# WORK TO BE COMPLETED
Your task is to write out exactly the lines from the line containing "--target rolled blueprint" through the end of the records, inclusive at both ends.

# PROVIDED DATA
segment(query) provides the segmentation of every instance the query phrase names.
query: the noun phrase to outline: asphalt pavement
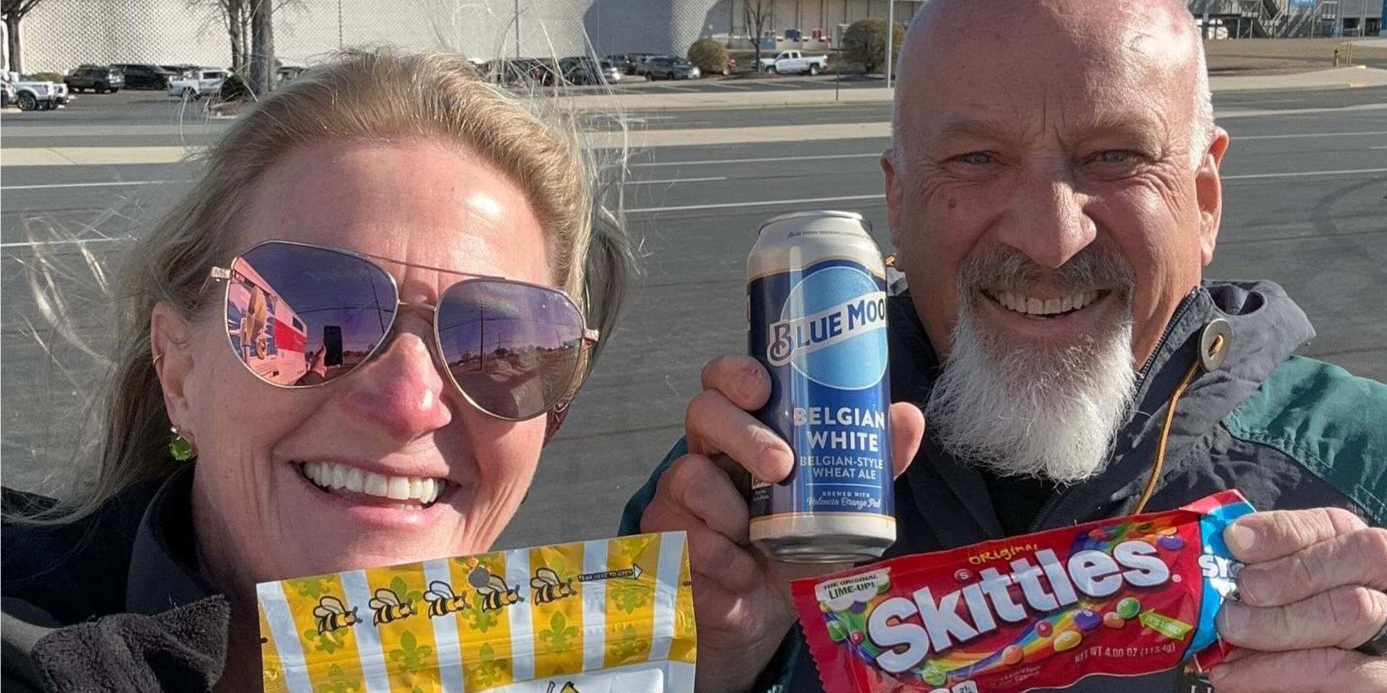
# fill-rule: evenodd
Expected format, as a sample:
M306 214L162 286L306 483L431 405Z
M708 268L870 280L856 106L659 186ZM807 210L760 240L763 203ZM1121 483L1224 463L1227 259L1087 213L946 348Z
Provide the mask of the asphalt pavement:
M111 116L98 97L46 119L7 114L0 147L200 144L225 128L205 116L190 122L171 100L141 98L150 96L132 96L123 119ZM1387 380L1384 103L1384 89L1221 94L1216 109L1229 115L1221 125L1233 134L1233 147L1223 166L1218 255L1207 273L1279 281L1319 331L1302 353L1376 380ZM860 123L888 115L879 104L859 104L627 118L644 119L641 128L700 130L713 139L750 125ZM745 258L759 222L793 209L856 209L885 247L877 164L885 147L884 137L860 137L666 146L632 155L626 207L642 238L645 273L501 546L614 531L626 499L681 434L702 365L745 349ZM110 344L110 302L86 261L100 261L114 276L128 238L139 237L197 169L0 168L6 485L44 488L46 480L79 470L74 460L90 463L79 448L96 442L85 428L85 401L98 391L101 369L60 333L96 351ZM49 262L36 262L40 256ZM49 326L44 304L33 297L50 280L65 287L71 323L62 330Z

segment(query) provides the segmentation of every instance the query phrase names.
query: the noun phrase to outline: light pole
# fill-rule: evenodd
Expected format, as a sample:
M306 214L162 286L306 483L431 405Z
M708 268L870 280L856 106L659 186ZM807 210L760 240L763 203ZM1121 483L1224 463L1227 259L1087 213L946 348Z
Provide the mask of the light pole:
M890 89L890 53L896 43L896 0L886 0L886 89Z

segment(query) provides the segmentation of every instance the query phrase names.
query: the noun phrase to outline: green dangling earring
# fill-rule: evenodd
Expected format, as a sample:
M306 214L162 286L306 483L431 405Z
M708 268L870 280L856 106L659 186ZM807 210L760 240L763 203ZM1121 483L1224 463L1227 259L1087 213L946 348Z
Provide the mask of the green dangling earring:
M193 449L193 441L178 432L176 426L171 426L169 431L173 434L169 437L169 457L178 462L187 462L197 456L197 450Z

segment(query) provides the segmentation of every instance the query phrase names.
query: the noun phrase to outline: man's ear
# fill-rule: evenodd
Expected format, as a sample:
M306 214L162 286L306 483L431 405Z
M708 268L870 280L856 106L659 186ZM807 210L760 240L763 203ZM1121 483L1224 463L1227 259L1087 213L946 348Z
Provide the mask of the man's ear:
M191 324L183 313L169 304L160 302L150 315L150 358L154 359L154 373L164 389L164 407L169 421L191 437L193 419L187 402L186 385L193 371L193 349L187 348ZM191 439L191 438L190 438Z
M896 170L896 151L886 150L881 155L881 172L886 175L886 219L890 225L890 247L897 252L900 251L900 234L903 233L900 227L900 219L903 215L902 200L904 200L903 187L906 184L902 172Z
M1223 182L1219 179L1219 165L1227 152L1227 130L1214 128L1214 141L1194 172L1194 194L1200 205L1200 249L1204 265L1214 262L1214 247L1218 245L1218 230L1223 216Z

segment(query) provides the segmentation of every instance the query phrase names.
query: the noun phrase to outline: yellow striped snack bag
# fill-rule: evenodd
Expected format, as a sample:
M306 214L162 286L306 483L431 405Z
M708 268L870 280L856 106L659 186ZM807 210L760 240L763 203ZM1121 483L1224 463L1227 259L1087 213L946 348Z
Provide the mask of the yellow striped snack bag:
M266 693L694 692L684 532L257 586Z

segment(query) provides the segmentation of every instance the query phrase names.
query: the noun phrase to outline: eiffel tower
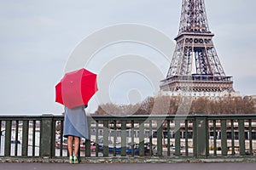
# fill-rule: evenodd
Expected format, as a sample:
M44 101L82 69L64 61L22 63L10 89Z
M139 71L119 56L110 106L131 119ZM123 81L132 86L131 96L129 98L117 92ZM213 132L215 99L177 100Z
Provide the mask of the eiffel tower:
M232 76L225 75L212 42L214 34L208 26L204 0L183 0L182 5L176 48L166 78L161 81L161 94L234 94Z

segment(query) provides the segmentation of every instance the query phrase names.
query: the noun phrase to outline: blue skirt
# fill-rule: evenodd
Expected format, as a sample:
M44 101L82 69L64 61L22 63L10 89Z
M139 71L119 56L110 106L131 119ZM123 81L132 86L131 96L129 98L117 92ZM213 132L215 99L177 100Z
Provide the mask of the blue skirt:
M84 107L65 107L63 136L77 136L89 139L89 129Z

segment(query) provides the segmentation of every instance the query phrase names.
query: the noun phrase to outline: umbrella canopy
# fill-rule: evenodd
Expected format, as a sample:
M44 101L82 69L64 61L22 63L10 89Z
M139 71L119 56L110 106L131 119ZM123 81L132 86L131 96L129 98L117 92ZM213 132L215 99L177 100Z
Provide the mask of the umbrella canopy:
M55 86L55 102L70 109L84 105L97 90L96 75L83 68L65 74Z

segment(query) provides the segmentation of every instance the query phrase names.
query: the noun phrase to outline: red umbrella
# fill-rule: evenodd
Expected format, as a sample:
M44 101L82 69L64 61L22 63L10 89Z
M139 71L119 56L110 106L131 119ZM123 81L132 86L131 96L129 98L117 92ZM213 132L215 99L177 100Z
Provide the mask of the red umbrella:
M97 90L96 75L83 68L65 74L55 86L55 102L70 109L84 105Z

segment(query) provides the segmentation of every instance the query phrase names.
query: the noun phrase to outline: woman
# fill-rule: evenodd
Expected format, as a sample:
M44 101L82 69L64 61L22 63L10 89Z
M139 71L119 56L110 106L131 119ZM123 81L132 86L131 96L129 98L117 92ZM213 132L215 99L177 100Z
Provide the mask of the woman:
M65 107L63 136L67 138L70 163L79 163L78 154L80 139L89 139L88 122L84 108L87 105L69 109ZM73 147L74 145L74 147Z

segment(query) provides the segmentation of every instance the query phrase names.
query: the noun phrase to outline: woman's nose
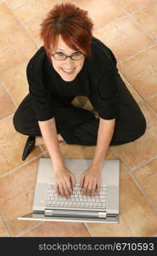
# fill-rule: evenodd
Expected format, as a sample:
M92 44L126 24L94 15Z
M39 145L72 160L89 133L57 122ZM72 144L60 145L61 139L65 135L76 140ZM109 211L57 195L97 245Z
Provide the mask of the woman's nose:
M74 65L74 61L70 57L67 57L64 61L66 62L66 65L69 65L70 67Z

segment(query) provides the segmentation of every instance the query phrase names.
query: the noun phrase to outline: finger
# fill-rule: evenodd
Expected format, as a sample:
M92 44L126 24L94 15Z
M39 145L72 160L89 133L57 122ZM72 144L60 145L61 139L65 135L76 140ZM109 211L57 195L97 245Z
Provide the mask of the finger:
M66 198L69 198L70 195L70 189L66 184L66 182L64 182L63 183L63 189L64 189L64 196L65 196Z
M93 196L94 194L95 194L95 191L96 191L96 189L97 189L97 183L96 182L93 183L93 188L92 188L92 190L91 190L91 195Z
M72 194L72 183L70 182L70 177L69 179L68 178L66 179L65 186L66 186L66 190L69 193L69 195L70 195Z
M80 186L81 186L81 189L83 189L83 187L84 187L84 182L85 182L85 175L82 174L81 178L81 182L80 182Z
M60 194L61 196L64 195L63 185L61 183L59 183L59 193Z
M71 182L72 189L73 189L76 185L76 178L75 178L75 176L73 174L70 174L70 182Z
M101 183L98 183L97 185L96 185L96 190L95 190L95 193L94 193L95 196L99 195L100 189L101 189Z
M84 185L83 185L83 195L88 195L88 186L89 186L89 180L87 178L85 178Z
M93 182L90 181L87 186L87 195L91 195L92 193L92 189L93 189Z
M58 195L60 195L59 190L59 184L55 183L54 184L54 191Z

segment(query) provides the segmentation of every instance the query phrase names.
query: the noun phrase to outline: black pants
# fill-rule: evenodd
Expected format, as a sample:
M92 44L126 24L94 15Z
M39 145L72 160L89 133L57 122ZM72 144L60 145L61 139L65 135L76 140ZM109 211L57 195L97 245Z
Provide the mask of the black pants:
M68 144L94 146L97 144L99 118L96 119L93 112L74 107L72 104L62 106L58 102L55 109L57 132ZM114 131L110 145L120 145L140 137L146 130L146 122L143 114L139 114L139 128L132 131L116 129ZM35 112L28 94L16 110L14 119L15 130L27 136L42 136Z

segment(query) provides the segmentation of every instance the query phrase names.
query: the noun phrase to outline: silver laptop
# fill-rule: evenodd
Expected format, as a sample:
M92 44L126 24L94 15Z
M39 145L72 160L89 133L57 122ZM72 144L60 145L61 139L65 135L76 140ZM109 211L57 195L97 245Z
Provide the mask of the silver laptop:
M18 219L119 223L120 160L104 160L101 172L101 189L98 195L82 195L80 188L81 174L92 163L92 159L64 159L68 170L76 177L76 186L69 199L54 191L53 166L50 158L41 158L37 169L33 212Z

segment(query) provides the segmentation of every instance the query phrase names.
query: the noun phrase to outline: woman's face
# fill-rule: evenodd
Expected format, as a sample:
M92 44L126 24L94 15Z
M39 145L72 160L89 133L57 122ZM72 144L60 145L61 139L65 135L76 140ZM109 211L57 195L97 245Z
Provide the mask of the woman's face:
M59 52L64 53L67 55L71 55L76 51L69 48L69 46L62 39L62 37L59 35L57 48L55 51L53 51L52 54ZM79 72L83 67L84 61L84 55L79 61L73 61L70 58L67 58L64 61L59 61L54 59L53 56L52 56L53 68L60 75L62 79L64 79L66 82L70 82L76 79L76 75L79 73Z

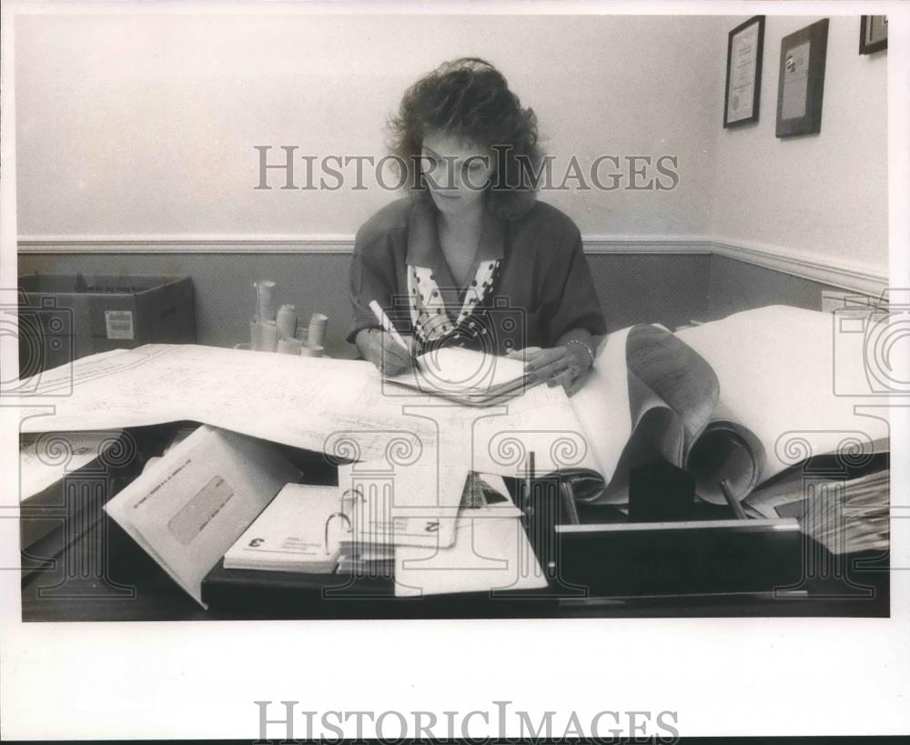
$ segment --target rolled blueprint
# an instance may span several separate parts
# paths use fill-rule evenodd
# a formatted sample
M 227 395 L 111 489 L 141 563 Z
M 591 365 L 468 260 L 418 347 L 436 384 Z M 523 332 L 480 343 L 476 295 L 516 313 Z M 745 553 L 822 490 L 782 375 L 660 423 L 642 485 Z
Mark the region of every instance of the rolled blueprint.
M 278 327 L 275 321 L 264 321 L 259 324 L 260 334 L 262 335 L 263 352 L 274 352 L 278 346 Z
M 257 318 L 249 322 L 249 348 L 254 352 L 262 351 L 262 326 Z
M 303 348 L 303 345 L 300 344 L 299 339 L 293 337 L 289 339 L 278 339 L 278 350 L 279 354 L 299 356 L 301 348 Z
M 309 318 L 309 331 L 307 344 L 310 348 L 322 347 L 326 342 L 326 325 L 329 323 L 329 317 L 321 313 L 314 313 Z M 318 357 L 318 355 L 313 355 Z
M 294 338 L 297 333 L 297 308 L 283 305 L 278 308 L 276 323 L 278 327 L 278 340 Z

# REPLY TO THE TASK
$ segment --target rolled blueprint
# an instance may span several separate parts
# paths use fill-rule evenodd
# a formatted sample
M 227 395 L 111 489 L 141 563 Z
M 591 365 L 468 260 L 418 347 L 436 384 Z M 523 332 L 480 343 L 476 295 L 516 313 Z M 745 553 L 822 490 L 782 375 L 660 423 L 642 485 Z
Mark the region of every instance of the rolled blueprint.
M 278 327 L 275 321 L 264 321 L 259 324 L 260 334 L 262 335 L 263 352 L 274 352 L 278 346 Z
M 257 318 L 249 322 L 249 348 L 254 352 L 262 351 L 262 326 Z
M 303 348 L 303 345 L 300 344 L 299 339 L 293 337 L 289 339 L 278 339 L 278 350 L 279 354 L 299 356 L 301 348 Z
M 309 318 L 309 331 L 307 344 L 310 348 L 322 347 L 326 342 L 326 325 L 329 323 L 329 317 L 321 313 L 314 313 Z M 318 357 L 318 355 L 313 355 Z
M 294 338 L 297 333 L 297 308 L 283 305 L 278 308 L 276 323 L 278 327 L 278 340 Z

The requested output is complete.